DATA SUPPLIED ▸

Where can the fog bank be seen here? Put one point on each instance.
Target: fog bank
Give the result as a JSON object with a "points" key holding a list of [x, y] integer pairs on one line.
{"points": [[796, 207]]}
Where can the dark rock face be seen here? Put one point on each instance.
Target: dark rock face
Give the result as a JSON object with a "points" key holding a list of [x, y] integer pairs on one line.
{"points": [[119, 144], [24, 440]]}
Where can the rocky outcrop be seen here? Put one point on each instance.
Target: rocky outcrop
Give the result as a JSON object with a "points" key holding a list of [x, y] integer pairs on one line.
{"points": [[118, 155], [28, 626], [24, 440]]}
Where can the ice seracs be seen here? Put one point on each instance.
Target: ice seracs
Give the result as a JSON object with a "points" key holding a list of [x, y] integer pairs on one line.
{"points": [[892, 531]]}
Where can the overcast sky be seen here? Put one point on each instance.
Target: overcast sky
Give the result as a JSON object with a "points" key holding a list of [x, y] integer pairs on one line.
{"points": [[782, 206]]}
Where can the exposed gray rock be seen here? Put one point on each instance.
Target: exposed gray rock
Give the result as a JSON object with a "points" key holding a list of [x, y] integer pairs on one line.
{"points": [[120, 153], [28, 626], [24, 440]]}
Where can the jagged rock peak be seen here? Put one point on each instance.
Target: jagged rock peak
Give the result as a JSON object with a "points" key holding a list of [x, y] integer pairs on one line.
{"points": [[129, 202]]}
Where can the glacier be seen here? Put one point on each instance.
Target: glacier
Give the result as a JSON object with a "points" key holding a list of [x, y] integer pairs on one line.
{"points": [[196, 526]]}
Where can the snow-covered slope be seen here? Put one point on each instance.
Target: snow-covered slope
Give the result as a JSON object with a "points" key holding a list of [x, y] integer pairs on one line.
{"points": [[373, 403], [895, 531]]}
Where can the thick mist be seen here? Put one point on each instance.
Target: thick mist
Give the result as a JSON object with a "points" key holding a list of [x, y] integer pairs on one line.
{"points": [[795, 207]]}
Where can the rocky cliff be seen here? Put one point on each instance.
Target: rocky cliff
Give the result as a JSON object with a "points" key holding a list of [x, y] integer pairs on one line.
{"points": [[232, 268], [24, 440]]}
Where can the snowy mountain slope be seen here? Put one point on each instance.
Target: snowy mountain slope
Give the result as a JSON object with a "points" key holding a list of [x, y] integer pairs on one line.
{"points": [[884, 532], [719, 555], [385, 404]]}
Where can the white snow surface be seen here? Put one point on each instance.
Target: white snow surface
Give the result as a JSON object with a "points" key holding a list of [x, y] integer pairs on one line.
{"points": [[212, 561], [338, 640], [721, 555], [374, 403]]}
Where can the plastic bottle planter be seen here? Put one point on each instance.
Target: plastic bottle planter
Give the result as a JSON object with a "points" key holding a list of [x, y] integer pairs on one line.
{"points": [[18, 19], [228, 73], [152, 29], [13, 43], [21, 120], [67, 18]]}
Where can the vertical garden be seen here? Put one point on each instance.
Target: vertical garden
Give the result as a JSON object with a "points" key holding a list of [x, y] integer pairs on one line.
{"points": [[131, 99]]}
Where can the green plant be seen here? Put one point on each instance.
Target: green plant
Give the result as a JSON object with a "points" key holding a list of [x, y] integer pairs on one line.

GIVEN REQUEST ▸ Reproduce every line of the material above word for word, from the first line through the last.

TASK RESULT ▸
Where can the fog bank be seen here? Put one point on each instance.
Target: fog bank
Give the result as a JSON object with a "points" key holding a list of [x, y] integer pairs on one line.
{"points": [[796, 207]]}
Where can the dark rock face be seen here? Put one point on each instance.
Target: dark rock face
Give the result as a JSON object with a "points" key holding a list of [x, y] integer pairs on one line.
{"points": [[119, 144], [24, 440]]}
Where can the rocky outcrop be seen here? Put one point on each instance.
Target: rocky outcrop
Give the result as a JSON object with a "points" key holding a list of [x, y] integer pairs on one line.
{"points": [[118, 155], [28, 626], [24, 440]]}
Where can the ice seracs be seen here? Put one point on each instance.
Target: ice seracs
Give the result as a JSON object with a "points" key holding a list of [x, y] integer pairs on one line.
{"points": [[892, 531]]}
Where can the overcast sky be seen here? Put one point on each instance.
Target: overcast sky
Give the result as a JSON object with a "points" key holding a list of [x, y] integer pairs on one line.
{"points": [[782, 206]]}
Where can the exposed gray rock be seen here? Put one point on each instance.
Target: exposed gray rock
Give the result as a JSON object with a "points" key holding a list of [x, y] integer pairs on one line.
{"points": [[120, 153], [28, 626], [24, 440]]}
Where can the jagged rock peak be seen here? Put one point on each instance.
Target: jagged rock peak
Give the result as a JSON object with a "points" key holding a list of [x, y] integer pairs on one line.
{"points": [[129, 202]]}
Where can the glacier be seen here? Put one point on each instance.
Target: glacier
Give the result as a JSON object with a "points" key holding a list of [x, y] integer pairs on one line.
{"points": [[196, 526]]}
Where can the snow-covered slope be seen here? Put one point on each instance.
Target: snow-covered slope
Give the result as a JSON object with a "points" key holding a list of [x, y] integer pairs on one line.
{"points": [[373, 403], [895, 531]]}
Where can the thick mist be seen here? Put one point on each instance.
Target: thick mist
Give the result as a JSON object with a "points" key holding a list of [x, y] integer pairs on one line.
{"points": [[795, 207]]}
Where can the rocky cliff be seen here? Put one point on each instance.
Target: rocky cliff
Give the result as a JSON object with a "points" key holding a list of [x, y] integer pairs on one line.
{"points": [[232, 268], [24, 440]]}
Where can the snowy mountain slope be seen here? Put one point on each instance.
Target: snowy mountain slope
Give the result as a JSON object with a "points" key holding a list of [x, y] integer pairs on one line.
{"points": [[884, 532], [719, 555], [385, 404]]}
Where can the white snow surface be seen here? Put one point on each instance.
Target: white snow surface
Give the result as a JSON object with a "points" key holding a list of [x, y] integer pairs on one line.
{"points": [[212, 561], [338, 640], [721, 555], [374, 403]]}
Where can the plastic bottle planter be seen here? Put one point on each instance.
Target: plastic bottle planter
Give the result as a JSON object with a "points" key holding a list of [x, y] integer pairs on one line.
{"points": [[18, 19], [228, 73], [152, 29], [13, 43], [21, 120], [67, 18]]}
Where can the vertical garden be seen here? Put one point on each instance.
Target: vertical garden
Give the result as a JSON object with a "points" key holding a list of [x, y] integer pairs on one line.
{"points": [[131, 99]]}
Where can the green plant be seen here? Put one point on each instance.
Target: green plant
Give the result as a JSON object with a "points" key holding a list of [x, y] integer pairs on one line.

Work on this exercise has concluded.